**SHORT EXERCISE**
How does the text below on gamifying survey questions with text alone go on? Write its continuation, starting right after its last sentence.

**ARTICLE**
********************

Title Gamifying Questions Using Text Alone
Year 2016
Access date 29.04.2016
Presentation PPT (4.64MB)
Relevance & Research Question: Most practitioners will be aware of the concept of gamification. Fewer however will be aware of how gamification can be achieved in practice and most, we suspect, will be overwhelmed at the prospect of designing a ‘game’. In this presentation we propose a framework for understanding gamification, without the need for games. We define the key features of a game and link this to established theories of motivation and questioning practices emanating from behavioural economics. In experiment we ask the question – can simple text based gamification techniques give us richer and deeper data than our traditional questioning style?

Methods & Data: The results of two experiments will be presented. In both instances online interviewing was employed. The first experiment looks at a question of spontaneous brand awareness within the Mobile Phone category. 150 interviews per test (gamified) and control (standard) cell were undertaken. In this test we introduce a game mechanic, the question itself is unchanged. Data to be presented will be the number of brands mentioned and what those brands are. In the second experiment we conducted surveys in two countries with 600 and 300 interviews per country per cell (gamified vs non-gamified). In this experiment game consisted of adding a hypothetical scenario to and open question – getting the respondent to imagine they were speaking to the CEO. A rule that a maximum of only 3 things could be said to the CEO was added.

********************

**DATA SUPPLIED**
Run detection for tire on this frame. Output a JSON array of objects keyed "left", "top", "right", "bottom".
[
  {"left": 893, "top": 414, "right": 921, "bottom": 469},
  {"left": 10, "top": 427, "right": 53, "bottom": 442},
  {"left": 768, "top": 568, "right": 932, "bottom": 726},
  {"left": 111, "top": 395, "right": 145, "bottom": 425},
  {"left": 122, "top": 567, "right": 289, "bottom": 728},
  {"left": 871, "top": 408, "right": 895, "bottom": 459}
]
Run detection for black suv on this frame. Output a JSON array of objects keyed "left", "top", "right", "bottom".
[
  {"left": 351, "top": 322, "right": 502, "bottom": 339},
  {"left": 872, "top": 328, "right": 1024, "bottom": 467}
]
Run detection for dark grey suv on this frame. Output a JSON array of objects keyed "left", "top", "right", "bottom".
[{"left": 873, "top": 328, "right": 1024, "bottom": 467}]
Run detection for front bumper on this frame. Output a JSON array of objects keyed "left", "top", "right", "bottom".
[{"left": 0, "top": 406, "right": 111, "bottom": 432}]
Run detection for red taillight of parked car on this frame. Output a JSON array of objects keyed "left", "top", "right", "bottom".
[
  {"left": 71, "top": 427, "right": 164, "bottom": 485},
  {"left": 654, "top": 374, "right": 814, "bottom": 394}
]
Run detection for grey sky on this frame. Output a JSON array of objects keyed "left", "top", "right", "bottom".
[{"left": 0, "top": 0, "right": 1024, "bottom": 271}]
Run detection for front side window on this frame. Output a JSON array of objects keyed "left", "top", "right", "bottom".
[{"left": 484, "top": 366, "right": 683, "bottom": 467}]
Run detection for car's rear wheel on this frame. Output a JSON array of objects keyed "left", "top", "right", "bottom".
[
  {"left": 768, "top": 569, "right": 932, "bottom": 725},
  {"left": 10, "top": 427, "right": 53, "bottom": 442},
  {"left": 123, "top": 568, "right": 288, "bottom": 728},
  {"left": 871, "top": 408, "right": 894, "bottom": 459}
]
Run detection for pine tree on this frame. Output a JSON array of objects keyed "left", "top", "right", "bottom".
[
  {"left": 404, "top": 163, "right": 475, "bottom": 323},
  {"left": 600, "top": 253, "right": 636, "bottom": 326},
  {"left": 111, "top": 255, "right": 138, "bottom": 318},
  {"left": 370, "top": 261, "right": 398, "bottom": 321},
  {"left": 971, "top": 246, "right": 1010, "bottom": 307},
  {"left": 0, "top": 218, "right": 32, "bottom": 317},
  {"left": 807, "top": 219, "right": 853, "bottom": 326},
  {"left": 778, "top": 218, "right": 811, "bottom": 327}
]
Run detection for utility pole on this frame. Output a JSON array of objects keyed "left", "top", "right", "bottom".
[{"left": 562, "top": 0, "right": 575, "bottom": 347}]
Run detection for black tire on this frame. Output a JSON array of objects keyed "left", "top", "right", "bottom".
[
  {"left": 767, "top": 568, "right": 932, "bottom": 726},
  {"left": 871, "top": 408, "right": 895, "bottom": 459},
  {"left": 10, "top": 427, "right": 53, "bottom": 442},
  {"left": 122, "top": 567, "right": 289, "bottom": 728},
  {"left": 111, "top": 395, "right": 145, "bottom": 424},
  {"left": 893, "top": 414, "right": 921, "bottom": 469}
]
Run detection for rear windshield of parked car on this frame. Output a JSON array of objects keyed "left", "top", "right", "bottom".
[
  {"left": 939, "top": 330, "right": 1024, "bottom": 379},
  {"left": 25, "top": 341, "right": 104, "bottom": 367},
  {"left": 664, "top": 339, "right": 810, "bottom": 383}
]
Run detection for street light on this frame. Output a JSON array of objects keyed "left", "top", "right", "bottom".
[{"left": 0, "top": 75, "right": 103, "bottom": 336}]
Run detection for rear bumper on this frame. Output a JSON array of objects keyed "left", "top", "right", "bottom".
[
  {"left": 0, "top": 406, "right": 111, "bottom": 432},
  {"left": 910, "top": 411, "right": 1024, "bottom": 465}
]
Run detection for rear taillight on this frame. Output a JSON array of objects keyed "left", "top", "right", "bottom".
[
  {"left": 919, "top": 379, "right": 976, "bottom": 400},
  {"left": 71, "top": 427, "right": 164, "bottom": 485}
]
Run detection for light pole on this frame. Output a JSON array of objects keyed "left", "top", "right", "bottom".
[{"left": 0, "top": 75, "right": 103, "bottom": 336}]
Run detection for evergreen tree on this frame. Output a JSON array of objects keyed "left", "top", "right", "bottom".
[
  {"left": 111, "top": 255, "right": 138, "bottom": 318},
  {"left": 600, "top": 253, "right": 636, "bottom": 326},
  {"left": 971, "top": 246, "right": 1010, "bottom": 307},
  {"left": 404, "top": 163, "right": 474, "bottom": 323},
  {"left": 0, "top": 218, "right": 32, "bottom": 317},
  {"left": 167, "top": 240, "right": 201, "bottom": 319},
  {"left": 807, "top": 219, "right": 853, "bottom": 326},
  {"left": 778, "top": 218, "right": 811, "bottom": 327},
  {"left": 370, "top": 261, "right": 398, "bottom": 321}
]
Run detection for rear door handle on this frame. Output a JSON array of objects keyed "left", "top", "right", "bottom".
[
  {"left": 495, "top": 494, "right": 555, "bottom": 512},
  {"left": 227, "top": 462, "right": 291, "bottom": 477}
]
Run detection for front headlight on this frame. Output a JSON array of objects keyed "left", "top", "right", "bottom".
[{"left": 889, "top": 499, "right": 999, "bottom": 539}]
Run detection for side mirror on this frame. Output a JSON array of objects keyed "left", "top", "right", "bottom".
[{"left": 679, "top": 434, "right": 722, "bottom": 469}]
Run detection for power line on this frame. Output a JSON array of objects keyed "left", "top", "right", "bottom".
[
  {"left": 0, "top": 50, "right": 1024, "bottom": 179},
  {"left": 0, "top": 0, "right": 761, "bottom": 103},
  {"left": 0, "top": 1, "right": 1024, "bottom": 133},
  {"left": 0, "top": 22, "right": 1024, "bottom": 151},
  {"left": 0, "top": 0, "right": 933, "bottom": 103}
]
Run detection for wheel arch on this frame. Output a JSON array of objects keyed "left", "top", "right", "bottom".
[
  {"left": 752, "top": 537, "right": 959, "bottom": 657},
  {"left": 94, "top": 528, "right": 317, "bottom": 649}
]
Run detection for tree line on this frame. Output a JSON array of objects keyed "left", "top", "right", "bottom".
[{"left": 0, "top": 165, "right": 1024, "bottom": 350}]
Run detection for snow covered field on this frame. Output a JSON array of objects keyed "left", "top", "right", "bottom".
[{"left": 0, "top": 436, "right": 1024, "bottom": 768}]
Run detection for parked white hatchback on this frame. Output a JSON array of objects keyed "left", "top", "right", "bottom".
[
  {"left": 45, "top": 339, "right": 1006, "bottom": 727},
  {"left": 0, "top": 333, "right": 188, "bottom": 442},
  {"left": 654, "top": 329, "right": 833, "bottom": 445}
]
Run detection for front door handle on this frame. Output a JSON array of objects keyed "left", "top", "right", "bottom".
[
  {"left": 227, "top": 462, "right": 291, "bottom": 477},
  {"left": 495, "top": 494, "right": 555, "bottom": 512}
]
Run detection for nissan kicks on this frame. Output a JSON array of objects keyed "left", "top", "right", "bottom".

********************

**WRITTEN ANSWER**
Results: In the first experiment the number of brands mentioned on average increased from 4 to 6. These brands were not obscure “extra” brands, but more mentions of the best known brands. This implies that our standard online questioning techniques encourage satisficing behaviour. The second experiment resulted in more content (measured by number of characters typed) and more codable content being given. The number of people giving 3 codable answers increased from 5% to 47%.

Added Value: In addition to proving again that gamification ‘works’ to increase data this paper also shows how simple it is to execute a gamified question using text alone.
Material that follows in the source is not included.